## TASK DESCRIPTION:
Only those lines from the one with "Target: woman's hand" through the last line of the material below should be output, each exactly as it appears.

## MATERIAL FOR THIS TASK:

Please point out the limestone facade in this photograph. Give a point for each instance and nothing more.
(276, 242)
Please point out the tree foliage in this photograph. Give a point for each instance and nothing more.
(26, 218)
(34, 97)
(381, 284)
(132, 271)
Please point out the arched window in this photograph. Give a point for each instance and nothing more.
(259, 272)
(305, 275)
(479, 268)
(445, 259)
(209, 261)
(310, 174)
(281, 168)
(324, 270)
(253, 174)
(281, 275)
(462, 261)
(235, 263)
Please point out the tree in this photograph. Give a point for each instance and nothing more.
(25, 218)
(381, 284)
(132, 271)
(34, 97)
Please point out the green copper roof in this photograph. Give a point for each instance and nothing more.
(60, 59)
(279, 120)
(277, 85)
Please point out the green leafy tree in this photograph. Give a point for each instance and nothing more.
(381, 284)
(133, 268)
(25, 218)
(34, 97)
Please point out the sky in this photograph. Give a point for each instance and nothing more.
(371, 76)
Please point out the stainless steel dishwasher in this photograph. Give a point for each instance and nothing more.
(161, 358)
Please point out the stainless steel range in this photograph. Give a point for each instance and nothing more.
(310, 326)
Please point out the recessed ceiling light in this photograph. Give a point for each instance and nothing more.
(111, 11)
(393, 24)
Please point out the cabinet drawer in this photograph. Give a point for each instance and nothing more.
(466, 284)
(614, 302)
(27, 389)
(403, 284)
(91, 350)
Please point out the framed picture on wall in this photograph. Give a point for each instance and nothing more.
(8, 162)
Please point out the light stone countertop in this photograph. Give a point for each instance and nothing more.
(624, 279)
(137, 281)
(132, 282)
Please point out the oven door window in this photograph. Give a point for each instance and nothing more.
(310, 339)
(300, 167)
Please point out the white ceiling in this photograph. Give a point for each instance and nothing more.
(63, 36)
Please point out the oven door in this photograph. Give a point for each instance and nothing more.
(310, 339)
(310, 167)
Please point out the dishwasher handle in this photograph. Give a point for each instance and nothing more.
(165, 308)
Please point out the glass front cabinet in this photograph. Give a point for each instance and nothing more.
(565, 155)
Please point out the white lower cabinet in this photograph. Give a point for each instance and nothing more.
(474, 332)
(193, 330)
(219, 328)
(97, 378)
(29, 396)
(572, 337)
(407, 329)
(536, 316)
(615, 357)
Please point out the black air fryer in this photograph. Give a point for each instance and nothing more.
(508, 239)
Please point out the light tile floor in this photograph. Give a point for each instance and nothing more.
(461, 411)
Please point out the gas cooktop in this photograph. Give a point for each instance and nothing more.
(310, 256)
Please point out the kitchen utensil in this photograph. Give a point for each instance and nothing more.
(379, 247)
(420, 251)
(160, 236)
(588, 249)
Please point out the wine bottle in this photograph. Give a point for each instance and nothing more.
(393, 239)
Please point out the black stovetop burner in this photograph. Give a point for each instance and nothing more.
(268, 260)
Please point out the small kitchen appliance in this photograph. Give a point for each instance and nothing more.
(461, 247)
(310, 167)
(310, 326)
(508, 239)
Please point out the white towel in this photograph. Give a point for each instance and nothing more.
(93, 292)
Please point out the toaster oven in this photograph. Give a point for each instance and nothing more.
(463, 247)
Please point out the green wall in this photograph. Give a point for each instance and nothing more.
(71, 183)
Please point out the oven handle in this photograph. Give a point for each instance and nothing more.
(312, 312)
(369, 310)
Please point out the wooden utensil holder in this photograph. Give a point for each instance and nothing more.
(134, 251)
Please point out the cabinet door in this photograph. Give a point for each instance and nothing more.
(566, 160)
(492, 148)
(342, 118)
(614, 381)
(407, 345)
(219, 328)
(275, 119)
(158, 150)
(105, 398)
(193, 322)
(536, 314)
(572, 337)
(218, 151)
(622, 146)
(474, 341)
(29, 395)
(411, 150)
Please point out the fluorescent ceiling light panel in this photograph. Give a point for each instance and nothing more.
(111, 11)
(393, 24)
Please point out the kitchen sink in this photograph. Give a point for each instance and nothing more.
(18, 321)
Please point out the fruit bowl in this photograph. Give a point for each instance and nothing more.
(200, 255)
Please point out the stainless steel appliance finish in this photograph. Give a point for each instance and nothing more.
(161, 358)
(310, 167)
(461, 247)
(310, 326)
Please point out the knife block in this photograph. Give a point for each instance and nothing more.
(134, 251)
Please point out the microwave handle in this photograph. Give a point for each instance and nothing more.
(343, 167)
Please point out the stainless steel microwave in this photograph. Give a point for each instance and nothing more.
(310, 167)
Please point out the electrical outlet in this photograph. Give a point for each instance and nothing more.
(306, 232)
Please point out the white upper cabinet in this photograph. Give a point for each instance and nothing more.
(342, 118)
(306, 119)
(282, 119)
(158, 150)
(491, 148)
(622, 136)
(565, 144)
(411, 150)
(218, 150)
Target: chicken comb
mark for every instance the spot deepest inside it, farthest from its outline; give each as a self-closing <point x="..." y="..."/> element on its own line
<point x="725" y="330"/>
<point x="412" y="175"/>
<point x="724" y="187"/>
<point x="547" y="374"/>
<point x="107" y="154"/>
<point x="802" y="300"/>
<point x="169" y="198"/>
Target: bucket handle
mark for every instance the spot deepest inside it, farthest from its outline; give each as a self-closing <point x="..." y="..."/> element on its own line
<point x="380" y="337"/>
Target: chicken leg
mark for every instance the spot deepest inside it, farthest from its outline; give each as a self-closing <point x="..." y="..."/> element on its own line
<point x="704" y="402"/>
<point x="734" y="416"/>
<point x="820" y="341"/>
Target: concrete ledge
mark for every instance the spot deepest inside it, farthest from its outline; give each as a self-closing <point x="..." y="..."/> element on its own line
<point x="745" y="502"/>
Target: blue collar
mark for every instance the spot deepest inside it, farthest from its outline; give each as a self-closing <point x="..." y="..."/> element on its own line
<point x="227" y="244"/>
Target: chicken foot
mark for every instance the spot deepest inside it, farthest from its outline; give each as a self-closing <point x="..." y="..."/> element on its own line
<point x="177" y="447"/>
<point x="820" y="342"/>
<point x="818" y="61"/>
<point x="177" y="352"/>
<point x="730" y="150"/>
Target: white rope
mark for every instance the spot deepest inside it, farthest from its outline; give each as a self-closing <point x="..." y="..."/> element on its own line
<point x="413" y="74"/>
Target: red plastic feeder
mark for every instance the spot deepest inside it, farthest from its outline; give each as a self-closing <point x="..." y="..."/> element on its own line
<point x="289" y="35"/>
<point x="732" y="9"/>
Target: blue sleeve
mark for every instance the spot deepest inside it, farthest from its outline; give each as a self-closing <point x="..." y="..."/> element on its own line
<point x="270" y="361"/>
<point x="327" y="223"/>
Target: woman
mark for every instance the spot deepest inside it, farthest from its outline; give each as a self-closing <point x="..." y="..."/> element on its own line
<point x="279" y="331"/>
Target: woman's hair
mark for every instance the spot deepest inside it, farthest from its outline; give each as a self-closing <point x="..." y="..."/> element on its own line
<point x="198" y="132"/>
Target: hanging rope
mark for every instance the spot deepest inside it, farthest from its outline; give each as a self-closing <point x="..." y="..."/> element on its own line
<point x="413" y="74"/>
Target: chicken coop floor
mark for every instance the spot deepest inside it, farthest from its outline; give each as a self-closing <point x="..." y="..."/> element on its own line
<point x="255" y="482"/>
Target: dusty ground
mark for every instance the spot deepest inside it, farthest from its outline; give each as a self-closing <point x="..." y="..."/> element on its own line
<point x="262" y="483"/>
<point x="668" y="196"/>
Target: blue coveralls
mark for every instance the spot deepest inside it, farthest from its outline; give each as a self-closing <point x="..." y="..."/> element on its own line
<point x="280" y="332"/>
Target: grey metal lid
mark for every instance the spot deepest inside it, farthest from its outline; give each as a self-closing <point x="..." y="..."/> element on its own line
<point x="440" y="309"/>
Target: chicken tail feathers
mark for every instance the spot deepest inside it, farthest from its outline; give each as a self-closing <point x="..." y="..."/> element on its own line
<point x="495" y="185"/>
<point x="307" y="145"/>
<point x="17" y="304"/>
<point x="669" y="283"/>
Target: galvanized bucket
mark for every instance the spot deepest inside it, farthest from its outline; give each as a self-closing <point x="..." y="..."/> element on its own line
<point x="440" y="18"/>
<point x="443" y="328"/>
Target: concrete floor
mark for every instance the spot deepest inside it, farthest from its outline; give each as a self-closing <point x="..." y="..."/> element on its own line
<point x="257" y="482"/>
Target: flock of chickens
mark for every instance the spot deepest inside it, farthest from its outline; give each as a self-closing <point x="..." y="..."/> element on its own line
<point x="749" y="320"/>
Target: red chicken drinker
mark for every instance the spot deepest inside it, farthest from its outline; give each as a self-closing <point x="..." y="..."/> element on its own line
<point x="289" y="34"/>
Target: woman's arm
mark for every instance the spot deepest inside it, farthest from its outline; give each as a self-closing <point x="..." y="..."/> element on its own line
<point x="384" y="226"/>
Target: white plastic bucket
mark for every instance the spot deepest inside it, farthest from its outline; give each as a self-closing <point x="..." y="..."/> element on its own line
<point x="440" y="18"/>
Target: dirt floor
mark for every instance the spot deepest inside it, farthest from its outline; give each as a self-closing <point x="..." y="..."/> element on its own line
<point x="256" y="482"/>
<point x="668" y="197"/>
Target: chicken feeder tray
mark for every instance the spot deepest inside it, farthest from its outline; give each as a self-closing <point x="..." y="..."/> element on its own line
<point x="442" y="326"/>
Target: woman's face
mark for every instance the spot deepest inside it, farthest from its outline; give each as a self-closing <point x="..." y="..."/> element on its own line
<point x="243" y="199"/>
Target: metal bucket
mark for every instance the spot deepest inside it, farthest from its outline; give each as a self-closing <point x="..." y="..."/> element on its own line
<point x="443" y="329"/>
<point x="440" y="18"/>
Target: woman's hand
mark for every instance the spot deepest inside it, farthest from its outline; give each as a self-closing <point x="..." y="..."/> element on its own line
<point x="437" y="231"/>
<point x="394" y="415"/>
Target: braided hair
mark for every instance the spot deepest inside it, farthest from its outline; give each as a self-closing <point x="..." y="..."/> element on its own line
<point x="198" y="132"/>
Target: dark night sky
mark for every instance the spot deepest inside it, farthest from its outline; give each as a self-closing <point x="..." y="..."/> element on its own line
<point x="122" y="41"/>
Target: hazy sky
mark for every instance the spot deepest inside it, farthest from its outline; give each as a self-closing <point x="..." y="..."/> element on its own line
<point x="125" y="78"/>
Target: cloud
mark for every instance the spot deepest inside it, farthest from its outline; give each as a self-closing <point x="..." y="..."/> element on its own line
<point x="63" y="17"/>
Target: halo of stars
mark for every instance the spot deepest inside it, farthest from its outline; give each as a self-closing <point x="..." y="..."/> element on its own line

## EXERCISE RESPONSE:
Target: woman's hand
mark for every instance the spot deepest inside it, farthest from its outline; give each as a self-closing <point x="..." y="..."/> element on its own line
<point x="437" y="231"/>
<point x="394" y="415"/>
Target: braided hair
mark for every instance the spot deepest inside it, farthest from its outline; give each as a self-closing <point x="..." y="..."/> element on its own line
<point x="198" y="132"/>
Target: dark night sky
mark for every instance the spot deepest inside it, farthest from its outline; give each as a self-closing <point x="..." y="..."/> element on its own line
<point x="122" y="41"/>
Target: hazy sky
mark for every instance the spot deepest inside it, farthest from its outline; give each as a self-closing <point x="..." y="..."/> element on its own line
<point x="125" y="78"/>
Target: cloud
mark for every instance the spot deepest inside it, farthest from its outline; give each as a self-closing <point x="..." y="..."/> element on its own line
<point x="63" y="17"/>
Target: halo of stars
mark for every instance the spot deepest inside it, farthest from its outline; give each as a self-closing <point x="..." y="..."/> element on its own line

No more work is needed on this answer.